» Given instruction
Rescale the material from the line with "label the hillside, a point per instance." up to and including the line with "(1194, 361)". Reproduce every one of those lines with its wording unchanged, multiplying only the point coordinates by 2.15 and rounding each to a whole number (halves up), and leave the pictures out.

· · · · ·

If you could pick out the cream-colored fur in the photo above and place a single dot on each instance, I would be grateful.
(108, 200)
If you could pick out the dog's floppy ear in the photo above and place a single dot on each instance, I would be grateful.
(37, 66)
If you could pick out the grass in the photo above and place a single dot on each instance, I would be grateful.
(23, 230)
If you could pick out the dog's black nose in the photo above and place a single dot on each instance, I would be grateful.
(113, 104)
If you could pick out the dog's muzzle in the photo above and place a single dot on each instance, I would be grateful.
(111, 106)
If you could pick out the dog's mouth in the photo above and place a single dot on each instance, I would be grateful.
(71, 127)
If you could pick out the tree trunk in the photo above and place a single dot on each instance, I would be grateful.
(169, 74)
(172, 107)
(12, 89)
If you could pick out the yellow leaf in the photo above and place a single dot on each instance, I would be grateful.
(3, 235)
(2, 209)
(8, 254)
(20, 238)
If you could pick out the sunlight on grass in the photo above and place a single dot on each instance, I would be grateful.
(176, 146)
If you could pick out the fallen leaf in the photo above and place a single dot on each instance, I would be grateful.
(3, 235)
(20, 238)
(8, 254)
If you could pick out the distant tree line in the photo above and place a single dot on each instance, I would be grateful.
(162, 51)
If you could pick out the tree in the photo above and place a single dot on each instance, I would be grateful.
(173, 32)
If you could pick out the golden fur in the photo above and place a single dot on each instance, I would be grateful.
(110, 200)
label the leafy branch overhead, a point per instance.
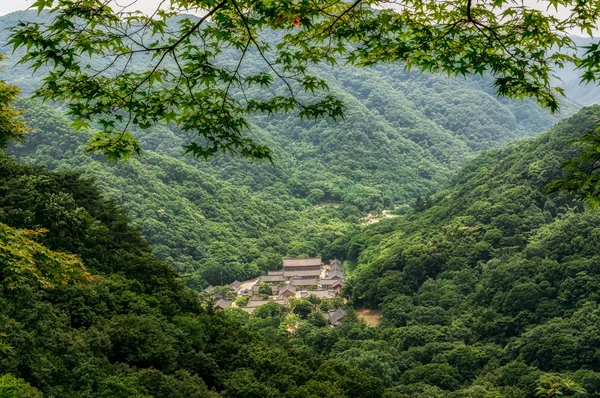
(186, 83)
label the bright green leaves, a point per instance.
(184, 80)
(12, 126)
(24, 261)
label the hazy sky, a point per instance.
(7, 6)
(149, 6)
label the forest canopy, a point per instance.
(184, 81)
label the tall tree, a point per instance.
(184, 81)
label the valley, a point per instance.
(410, 249)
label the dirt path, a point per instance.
(371, 317)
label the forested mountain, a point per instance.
(491, 286)
(489, 289)
(225, 219)
(131, 329)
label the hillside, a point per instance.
(130, 329)
(491, 288)
(403, 137)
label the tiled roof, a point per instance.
(278, 272)
(303, 282)
(302, 262)
(272, 278)
(312, 272)
(323, 294)
(258, 303)
(222, 303)
(335, 274)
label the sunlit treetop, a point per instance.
(182, 82)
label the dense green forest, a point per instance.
(403, 136)
(487, 287)
(488, 290)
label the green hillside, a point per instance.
(491, 287)
(404, 135)
(487, 289)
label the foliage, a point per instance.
(583, 172)
(189, 85)
(11, 123)
(24, 261)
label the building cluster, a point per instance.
(299, 278)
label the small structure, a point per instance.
(272, 279)
(276, 272)
(306, 268)
(304, 281)
(335, 274)
(208, 289)
(221, 304)
(336, 316)
(322, 294)
(336, 264)
(286, 292)
(255, 303)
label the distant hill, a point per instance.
(403, 137)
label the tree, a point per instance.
(185, 84)
(11, 125)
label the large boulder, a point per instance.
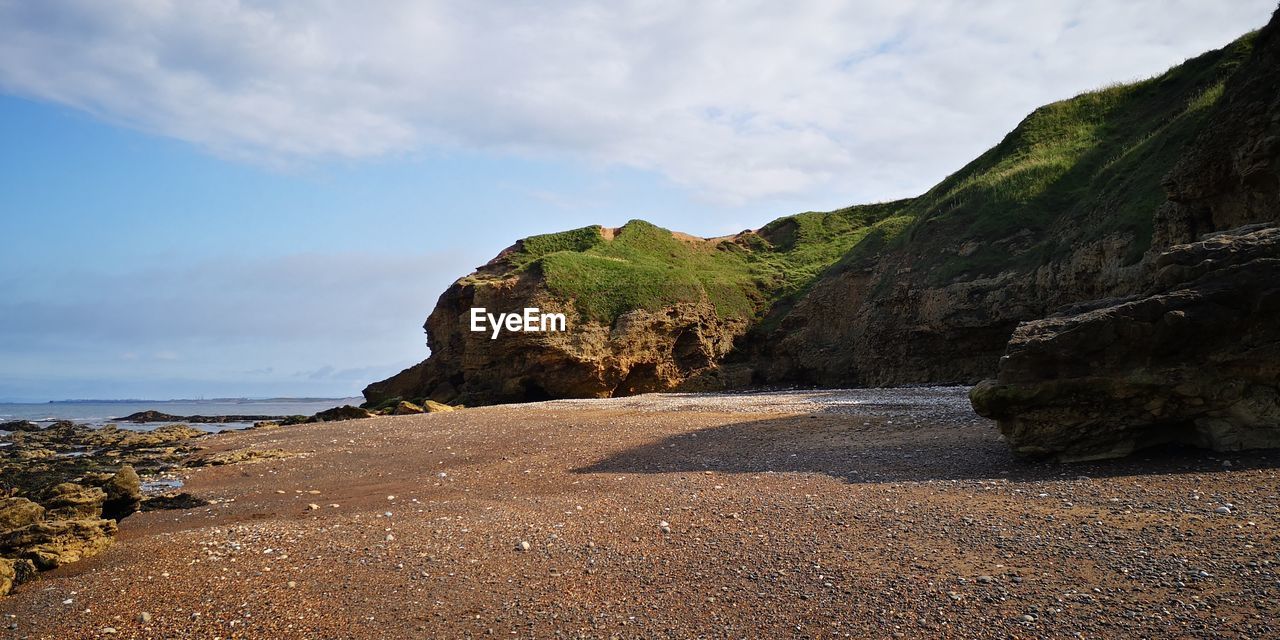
(18, 512)
(123, 493)
(1196, 360)
(60, 542)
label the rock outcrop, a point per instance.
(69, 501)
(64, 488)
(343, 412)
(1077, 204)
(50, 544)
(123, 494)
(1196, 361)
(18, 512)
(14, 572)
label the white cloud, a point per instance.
(734, 100)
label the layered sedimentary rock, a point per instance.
(1196, 361)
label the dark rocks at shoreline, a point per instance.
(64, 488)
(1194, 361)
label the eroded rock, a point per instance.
(69, 501)
(18, 512)
(343, 412)
(13, 572)
(123, 493)
(62, 542)
(1196, 360)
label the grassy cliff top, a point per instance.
(1072, 170)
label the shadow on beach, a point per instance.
(892, 443)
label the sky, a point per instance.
(254, 199)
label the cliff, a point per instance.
(1075, 204)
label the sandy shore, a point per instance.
(789, 515)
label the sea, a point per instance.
(103, 412)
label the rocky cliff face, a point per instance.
(1196, 360)
(1075, 204)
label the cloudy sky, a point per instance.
(240, 197)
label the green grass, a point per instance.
(1098, 156)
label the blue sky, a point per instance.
(246, 199)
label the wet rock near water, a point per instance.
(343, 412)
(51, 544)
(156, 416)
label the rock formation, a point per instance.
(1196, 361)
(123, 494)
(1077, 204)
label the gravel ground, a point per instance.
(850, 513)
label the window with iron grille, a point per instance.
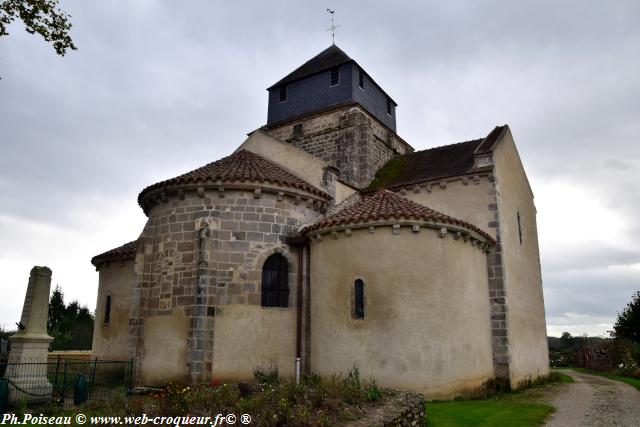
(358, 309)
(275, 282)
(107, 309)
(519, 228)
(283, 93)
(335, 76)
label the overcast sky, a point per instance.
(157, 88)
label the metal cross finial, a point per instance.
(333, 27)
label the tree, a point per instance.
(71, 326)
(56, 308)
(628, 323)
(39, 16)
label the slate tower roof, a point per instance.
(331, 57)
(329, 79)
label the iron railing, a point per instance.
(65, 381)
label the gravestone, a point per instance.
(27, 367)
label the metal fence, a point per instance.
(65, 382)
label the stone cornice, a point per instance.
(458, 233)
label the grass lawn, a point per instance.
(563, 378)
(629, 380)
(529, 407)
(494, 412)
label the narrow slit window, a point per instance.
(358, 309)
(275, 282)
(335, 76)
(519, 228)
(107, 309)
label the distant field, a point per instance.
(629, 380)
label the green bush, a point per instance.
(266, 374)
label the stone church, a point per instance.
(325, 241)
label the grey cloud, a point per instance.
(617, 165)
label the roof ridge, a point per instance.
(446, 146)
(242, 165)
(385, 204)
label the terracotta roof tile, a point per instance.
(385, 204)
(242, 165)
(126, 251)
(434, 163)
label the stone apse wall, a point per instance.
(199, 264)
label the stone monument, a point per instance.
(27, 367)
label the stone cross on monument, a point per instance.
(27, 368)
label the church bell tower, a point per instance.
(331, 108)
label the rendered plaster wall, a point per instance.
(110, 339)
(250, 336)
(468, 200)
(527, 335)
(169, 327)
(427, 322)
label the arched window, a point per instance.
(358, 306)
(107, 309)
(275, 282)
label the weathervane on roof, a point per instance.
(333, 27)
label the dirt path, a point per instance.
(595, 401)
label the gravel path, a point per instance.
(595, 401)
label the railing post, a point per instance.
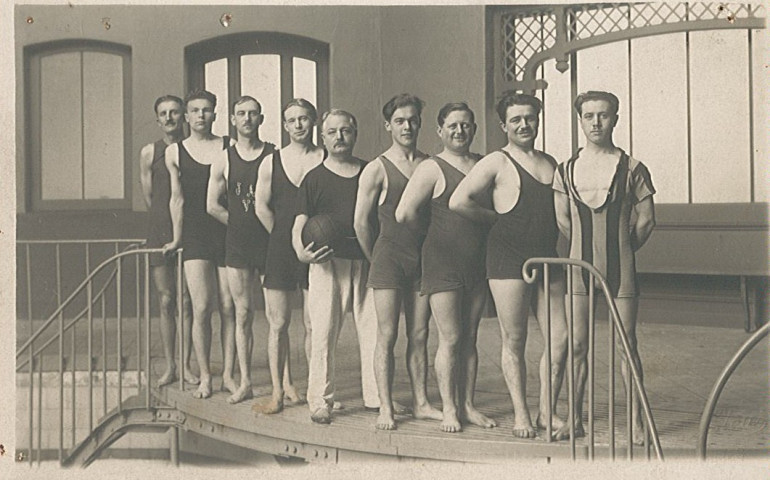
(548, 347)
(147, 319)
(61, 356)
(591, 370)
(611, 388)
(180, 318)
(119, 309)
(571, 363)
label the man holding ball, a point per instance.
(337, 275)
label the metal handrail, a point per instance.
(75, 293)
(529, 274)
(76, 318)
(716, 391)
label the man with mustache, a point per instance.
(201, 235)
(523, 226)
(395, 259)
(604, 206)
(169, 115)
(230, 199)
(337, 276)
(452, 264)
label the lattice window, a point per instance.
(523, 36)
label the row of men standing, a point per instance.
(439, 218)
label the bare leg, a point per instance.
(473, 306)
(417, 313)
(512, 299)
(558, 351)
(241, 282)
(387, 303)
(163, 277)
(227, 331)
(446, 307)
(278, 316)
(201, 280)
(628, 308)
(189, 377)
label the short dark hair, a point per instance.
(167, 98)
(399, 101)
(302, 103)
(454, 107)
(336, 112)
(593, 95)
(201, 95)
(511, 98)
(244, 99)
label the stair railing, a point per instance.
(530, 275)
(31, 357)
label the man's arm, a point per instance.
(263, 193)
(479, 179)
(305, 254)
(645, 223)
(145, 172)
(563, 220)
(369, 188)
(217, 189)
(176, 202)
(418, 190)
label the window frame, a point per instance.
(236, 45)
(32, 80)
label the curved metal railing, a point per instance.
(716, 391)
(615, 324)
(32, 358)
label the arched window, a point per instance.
(78, 130)
(271, 67)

· · · · ·

» Finished exercise
label the hillside, a point per instance.
(280, 707)
(1056, 619)
(866, 295)
label the tiled roof, a point per instance.
(598, 585)
(651, 606)
(649, 563)
(585, 598)
(671, 585)
(694, 632)
(555, 651)
(477, 651)
(720, 589)
label the sunlit treetop, a point per instance.
(391, 176)
label the dense green forest, a point per instance.
(866, 292)
(1047, 617)
(1049, 624)
label the green hillside, a point per instance.
(1056, 617)
(869, 290)
(1047, 621)
label the foliage, a point per instance.
(1253, 370)
(406, 183)
(24, 264)
(52, 561)
label the building cluster, a point per instance.
(643, 598)
label the small structure, a point per instance.
(585, 600)
(593, 585)
(658, 576)
(654, 604)
(720, 589)
(447, 621)
(475, 654)
(722, 679)
(692, 632)
(722, 568)
(615, 628)
(548, 651)
label the distant hill, a point per instance.
(866, 295)
label the tree, a point per instance.
(398, 181)
(24, 269)
label the large boulder, a point per instance.
(39, 1101)
(264, 1060)
(2571, 774)
(129, 1165)
label the rock outcrop, a point per instance.
(148, 1077)
(138, 1049)
(737, 886)
(2316, 439)
(108, 1170)
(264, 1062)
(2571, 776)
(39, 1101)
(30, 1230)
label the white cloud, a point per instance.
(1578, 215)
label the layered sedimentary rock, a point per instance.
(2571, 776)
label the dark rocks at shoreline, a point per instance.
(138, 1049)
(2567, 776)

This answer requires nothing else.